**Instruction**
Reproduce all of the items below verbatim, leaving out the pictures.

§ §

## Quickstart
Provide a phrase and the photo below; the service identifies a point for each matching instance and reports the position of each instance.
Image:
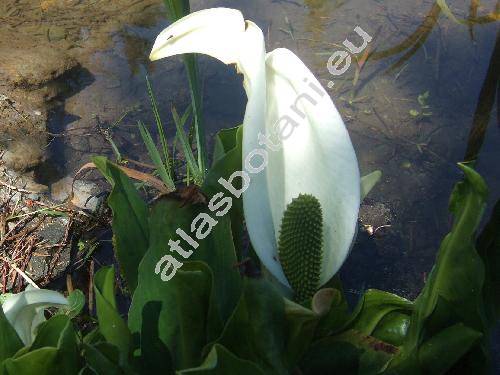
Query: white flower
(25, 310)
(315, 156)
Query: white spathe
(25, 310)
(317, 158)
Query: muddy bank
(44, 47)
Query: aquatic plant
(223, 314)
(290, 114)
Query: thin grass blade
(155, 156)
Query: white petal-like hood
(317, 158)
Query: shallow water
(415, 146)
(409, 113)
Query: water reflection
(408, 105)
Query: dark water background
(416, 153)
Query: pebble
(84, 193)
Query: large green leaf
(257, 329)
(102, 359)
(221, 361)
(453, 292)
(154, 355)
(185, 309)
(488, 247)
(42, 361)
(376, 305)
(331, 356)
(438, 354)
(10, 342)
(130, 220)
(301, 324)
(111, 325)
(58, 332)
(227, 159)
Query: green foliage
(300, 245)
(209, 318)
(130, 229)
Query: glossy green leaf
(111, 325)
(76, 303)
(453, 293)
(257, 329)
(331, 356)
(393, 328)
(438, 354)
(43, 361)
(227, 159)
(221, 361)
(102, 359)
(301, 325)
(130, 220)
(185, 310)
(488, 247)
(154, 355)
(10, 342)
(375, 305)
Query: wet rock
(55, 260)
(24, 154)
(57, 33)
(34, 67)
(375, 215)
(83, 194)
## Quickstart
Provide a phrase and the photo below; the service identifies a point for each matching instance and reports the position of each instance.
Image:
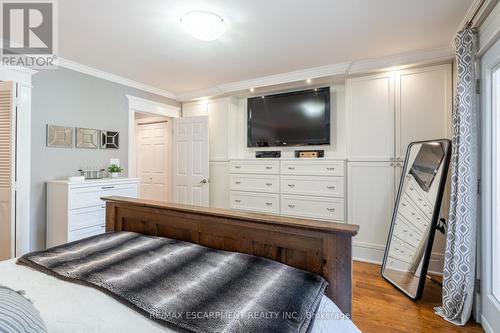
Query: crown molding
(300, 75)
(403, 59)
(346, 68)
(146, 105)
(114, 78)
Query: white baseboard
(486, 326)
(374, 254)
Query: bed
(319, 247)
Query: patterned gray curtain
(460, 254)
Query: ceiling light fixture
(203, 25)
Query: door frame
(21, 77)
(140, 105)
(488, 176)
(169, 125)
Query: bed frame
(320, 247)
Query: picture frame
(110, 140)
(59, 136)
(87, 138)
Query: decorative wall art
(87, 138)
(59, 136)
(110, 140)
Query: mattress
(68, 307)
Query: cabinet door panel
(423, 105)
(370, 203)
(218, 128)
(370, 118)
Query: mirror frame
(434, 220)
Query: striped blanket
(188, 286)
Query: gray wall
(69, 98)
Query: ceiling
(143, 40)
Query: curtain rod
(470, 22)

§ §

**Output for this exercise**
## Quickstart
Provide a phrase and the photo below; the service identifies a point for each matching instance and reports the position of each instance.
Image:
Query: white flower
(25, 310)
(315, 156)
Query: white spathe
(25, 310)
(317, 158)
Query: muddy bank
(44, 47)
Query: aquatic plant
(223, 314)
(290, 114)
Query: thin grass blade
(155, 156)
Query: white petal-like hood
(317, 158)
Query: shallow water
(415, 146)
(409, 113)
Query: water reflection
(408, 105)
Query: dark water background
(416, 153)
Query: pebble
(84, 193)
Query: large green leaf
(257, 329)
(102, 359)
(221, 361)
(453, 292)
(154, 355)
(185, 309)
(488, 247)
(42, 361)
(376, 305)
(331, 356)
(438, 354)
(10, 342)
(130, 220)
(301, 324)
(111, 325)
(58, 332)
(227, 159)
Query: green foliage
(300, 245)
(209, 318)
(130, 229)
Query: glossy green leaf
(111, 325)
(76, 303)
(453, 293)
(257, 329)
(331, 356)
(393, 328)
(438, 354)
(43, 361)
(227, 159)
(221, 361)
(102, 359)
(301, 325)
(130, 220)
(185, 310)
(488, 247)
(154, 355)
(10, 342)
(375, 305)
Query: wet rock
(55, 260)
(24, 154)
(57, 33)
(34, 67)
(375, 215)
(83, 194)
## Quickstart
Provide a phrase and the photo below; the service identifies a point for each matching instance and reports the position of each instance.
Image:
Query: crown molding
(300, 75)
(403, 59)
(346, 68)
(146, 105)
(114, 78)
Query: white baseboard
(486, 326)
(374, 254)
Query: bed
(319, 247)
Query: patterned gray curtain
(460, 254)
Query: ceiling light fixture
(203, 25)
Query: door frame
(21, 77)
(140, 105)
(488, 176)
(169, 125)
Query: bed frame
(320, 247)
Query: picture frame
(110, 140)
(59, 136)
(87, 138)
Query: decorative wall art
(87, 138)
(59, 136)
(110, 140)
Query: mattress
(68, 307)
Query: cabinet door panel
(423, 105)
(370, 203)
(218, 128)
(370, 118)
Query: mirror frame
(434, 220)
Query: striped blanket
(188, 286)
Query: gray wall
(69, 98)
Query: ceiling
(143, 40)
Query: curtain rod
(470, 22)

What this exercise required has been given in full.